* **EXERCISE DETAILS**:
From the line with "Target: pale grass field" through the final line of the entries below, write out each line exactly and nothing else.

(Photo-based referring expression data)
--------------------------------------------------

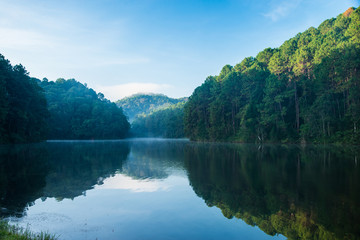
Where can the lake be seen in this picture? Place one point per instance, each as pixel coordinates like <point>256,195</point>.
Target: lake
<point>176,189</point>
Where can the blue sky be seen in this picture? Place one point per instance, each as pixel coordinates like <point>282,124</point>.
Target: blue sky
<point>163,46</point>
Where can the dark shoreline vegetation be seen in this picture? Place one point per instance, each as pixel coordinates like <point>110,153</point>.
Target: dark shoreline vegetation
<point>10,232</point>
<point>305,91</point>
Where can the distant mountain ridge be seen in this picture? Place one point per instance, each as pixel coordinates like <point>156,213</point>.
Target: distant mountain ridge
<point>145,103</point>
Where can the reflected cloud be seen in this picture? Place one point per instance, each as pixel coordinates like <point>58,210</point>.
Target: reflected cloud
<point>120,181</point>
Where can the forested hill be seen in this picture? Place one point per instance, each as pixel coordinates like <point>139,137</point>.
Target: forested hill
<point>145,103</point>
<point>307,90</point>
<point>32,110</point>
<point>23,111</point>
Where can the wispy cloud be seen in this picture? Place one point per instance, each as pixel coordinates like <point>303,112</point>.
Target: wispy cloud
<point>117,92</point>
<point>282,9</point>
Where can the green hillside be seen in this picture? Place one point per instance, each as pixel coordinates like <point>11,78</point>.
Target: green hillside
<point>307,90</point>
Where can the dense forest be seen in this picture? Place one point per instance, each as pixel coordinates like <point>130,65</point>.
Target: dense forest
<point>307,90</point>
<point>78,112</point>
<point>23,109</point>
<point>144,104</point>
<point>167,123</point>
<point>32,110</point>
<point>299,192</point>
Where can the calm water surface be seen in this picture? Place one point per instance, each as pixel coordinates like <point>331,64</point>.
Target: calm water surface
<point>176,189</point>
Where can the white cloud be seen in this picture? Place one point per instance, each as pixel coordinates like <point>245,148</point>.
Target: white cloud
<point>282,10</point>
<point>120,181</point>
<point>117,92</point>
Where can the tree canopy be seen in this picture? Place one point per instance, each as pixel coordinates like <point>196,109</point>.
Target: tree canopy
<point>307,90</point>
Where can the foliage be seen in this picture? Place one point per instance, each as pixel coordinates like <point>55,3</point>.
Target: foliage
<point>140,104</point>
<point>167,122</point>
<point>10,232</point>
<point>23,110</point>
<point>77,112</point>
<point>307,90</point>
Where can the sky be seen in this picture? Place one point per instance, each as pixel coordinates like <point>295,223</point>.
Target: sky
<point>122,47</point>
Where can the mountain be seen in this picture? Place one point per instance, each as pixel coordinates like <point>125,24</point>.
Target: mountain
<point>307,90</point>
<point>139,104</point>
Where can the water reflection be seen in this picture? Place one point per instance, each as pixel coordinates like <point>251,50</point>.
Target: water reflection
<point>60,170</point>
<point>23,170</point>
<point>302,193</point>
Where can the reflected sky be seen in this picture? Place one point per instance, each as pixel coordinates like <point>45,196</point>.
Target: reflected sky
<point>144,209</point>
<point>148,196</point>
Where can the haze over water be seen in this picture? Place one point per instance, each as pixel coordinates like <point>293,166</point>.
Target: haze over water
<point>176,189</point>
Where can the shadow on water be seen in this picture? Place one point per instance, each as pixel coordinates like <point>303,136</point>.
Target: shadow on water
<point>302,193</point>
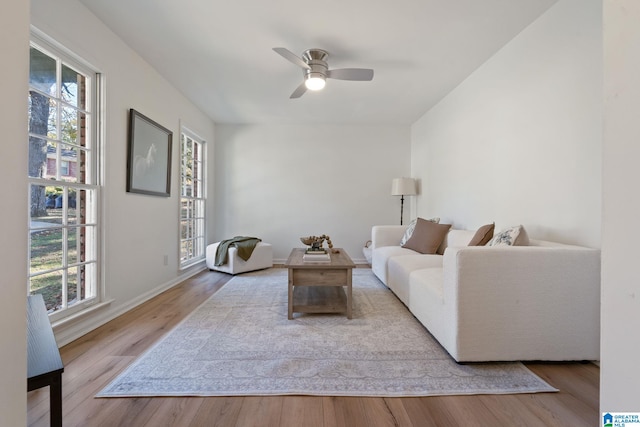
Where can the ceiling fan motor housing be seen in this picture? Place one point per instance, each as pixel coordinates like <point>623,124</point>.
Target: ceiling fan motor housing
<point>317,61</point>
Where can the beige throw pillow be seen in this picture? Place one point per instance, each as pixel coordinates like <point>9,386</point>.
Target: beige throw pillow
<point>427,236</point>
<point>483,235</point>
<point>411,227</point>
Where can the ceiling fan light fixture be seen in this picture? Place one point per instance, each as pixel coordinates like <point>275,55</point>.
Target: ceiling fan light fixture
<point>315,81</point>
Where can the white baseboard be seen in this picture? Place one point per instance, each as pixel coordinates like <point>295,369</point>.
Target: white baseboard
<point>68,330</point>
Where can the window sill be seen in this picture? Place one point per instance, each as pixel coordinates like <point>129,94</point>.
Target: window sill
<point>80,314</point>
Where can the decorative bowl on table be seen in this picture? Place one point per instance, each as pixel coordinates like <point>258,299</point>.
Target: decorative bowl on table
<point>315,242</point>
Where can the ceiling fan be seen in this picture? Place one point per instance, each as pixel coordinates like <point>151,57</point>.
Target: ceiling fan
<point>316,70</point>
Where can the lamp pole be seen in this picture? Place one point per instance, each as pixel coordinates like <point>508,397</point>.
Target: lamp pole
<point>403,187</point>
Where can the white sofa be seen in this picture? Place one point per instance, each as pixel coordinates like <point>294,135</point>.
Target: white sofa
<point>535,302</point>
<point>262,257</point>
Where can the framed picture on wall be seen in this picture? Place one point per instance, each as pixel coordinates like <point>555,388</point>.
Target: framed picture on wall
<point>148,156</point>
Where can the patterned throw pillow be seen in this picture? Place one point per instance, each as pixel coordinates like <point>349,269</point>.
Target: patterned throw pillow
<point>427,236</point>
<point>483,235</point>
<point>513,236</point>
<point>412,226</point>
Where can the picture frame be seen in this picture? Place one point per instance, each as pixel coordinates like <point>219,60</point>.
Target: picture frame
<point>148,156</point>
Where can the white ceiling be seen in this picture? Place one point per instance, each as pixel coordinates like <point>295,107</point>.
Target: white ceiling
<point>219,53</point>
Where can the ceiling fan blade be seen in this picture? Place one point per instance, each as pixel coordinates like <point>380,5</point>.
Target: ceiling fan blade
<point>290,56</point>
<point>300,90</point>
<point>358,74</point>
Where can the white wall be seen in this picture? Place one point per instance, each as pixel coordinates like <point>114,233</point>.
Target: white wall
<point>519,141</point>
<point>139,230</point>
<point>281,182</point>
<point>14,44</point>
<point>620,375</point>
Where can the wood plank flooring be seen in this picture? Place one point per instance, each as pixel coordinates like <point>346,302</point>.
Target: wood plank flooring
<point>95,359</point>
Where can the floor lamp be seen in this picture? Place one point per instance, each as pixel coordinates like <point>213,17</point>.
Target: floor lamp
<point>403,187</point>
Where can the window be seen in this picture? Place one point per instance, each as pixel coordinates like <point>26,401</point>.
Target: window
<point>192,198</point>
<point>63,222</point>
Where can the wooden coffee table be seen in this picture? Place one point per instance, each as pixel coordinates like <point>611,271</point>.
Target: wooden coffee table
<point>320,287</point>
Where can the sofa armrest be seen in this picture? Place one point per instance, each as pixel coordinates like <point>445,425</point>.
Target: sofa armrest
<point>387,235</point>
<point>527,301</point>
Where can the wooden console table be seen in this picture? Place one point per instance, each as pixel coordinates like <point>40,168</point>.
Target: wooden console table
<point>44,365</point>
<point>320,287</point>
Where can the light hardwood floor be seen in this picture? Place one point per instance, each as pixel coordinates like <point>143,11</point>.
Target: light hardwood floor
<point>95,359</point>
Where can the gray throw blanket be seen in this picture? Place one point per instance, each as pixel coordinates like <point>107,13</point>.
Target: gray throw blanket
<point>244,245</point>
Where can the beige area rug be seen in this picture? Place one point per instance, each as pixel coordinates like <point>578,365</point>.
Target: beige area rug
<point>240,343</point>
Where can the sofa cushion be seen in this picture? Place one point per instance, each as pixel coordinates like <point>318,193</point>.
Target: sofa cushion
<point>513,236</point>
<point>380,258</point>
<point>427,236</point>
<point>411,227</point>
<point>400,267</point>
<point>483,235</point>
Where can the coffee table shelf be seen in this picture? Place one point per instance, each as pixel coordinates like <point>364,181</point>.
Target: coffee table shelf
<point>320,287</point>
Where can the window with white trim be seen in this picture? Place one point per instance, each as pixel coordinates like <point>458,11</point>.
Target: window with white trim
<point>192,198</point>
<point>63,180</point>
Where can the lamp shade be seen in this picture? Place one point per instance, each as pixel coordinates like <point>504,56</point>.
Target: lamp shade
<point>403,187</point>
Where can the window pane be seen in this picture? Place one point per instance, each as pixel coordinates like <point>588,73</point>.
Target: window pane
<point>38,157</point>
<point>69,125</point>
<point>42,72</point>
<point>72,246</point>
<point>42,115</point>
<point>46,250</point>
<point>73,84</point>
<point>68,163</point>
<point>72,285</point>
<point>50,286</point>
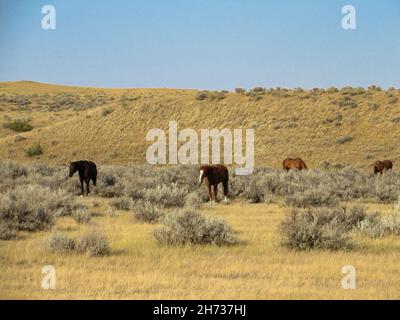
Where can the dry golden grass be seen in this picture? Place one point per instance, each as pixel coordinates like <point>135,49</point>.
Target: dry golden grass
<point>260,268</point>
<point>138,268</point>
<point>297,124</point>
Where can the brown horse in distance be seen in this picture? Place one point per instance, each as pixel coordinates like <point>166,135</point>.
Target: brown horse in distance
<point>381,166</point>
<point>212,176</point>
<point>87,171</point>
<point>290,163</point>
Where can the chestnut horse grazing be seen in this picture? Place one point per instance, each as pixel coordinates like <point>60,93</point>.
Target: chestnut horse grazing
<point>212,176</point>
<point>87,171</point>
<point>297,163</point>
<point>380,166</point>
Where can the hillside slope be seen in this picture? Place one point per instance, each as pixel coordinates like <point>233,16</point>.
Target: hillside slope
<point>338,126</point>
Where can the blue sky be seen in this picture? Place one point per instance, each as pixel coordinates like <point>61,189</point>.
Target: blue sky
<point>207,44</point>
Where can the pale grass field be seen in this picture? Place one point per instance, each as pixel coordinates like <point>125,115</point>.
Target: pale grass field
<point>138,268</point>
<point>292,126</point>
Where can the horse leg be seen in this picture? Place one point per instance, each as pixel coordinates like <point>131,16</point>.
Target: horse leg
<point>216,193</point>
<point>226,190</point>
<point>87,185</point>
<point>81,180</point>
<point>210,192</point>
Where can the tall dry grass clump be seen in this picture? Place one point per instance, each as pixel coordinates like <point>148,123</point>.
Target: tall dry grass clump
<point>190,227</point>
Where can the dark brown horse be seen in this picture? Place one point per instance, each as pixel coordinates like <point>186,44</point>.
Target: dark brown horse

--------------------------------------------------

* **FINISHED EXERCISE**:
Target: pale grass field
<point>138,268</point>
<point>292,126</point>
Where can the horse leg be seen in this picture? Place one point per instance, each as pixel coordinates like <point>131,16</point>.
Target: horse leg
<point>216,193</point>
<point>226,190</point>
<point>87,185</point>
<point>81,180</point>
<point>210,192</point>
Where can the tall dry grass clump be seen in this picture? Place one point per instance, each as pixel coordinates like <point>148,123</point>.
Target: tall dry grass clump
<point>190,227</point>
Where can the dark brown horse be seen in this picture? Place one point per instance, each as pixel coordinates like <point>186,44</point>.
Target: dark brown horse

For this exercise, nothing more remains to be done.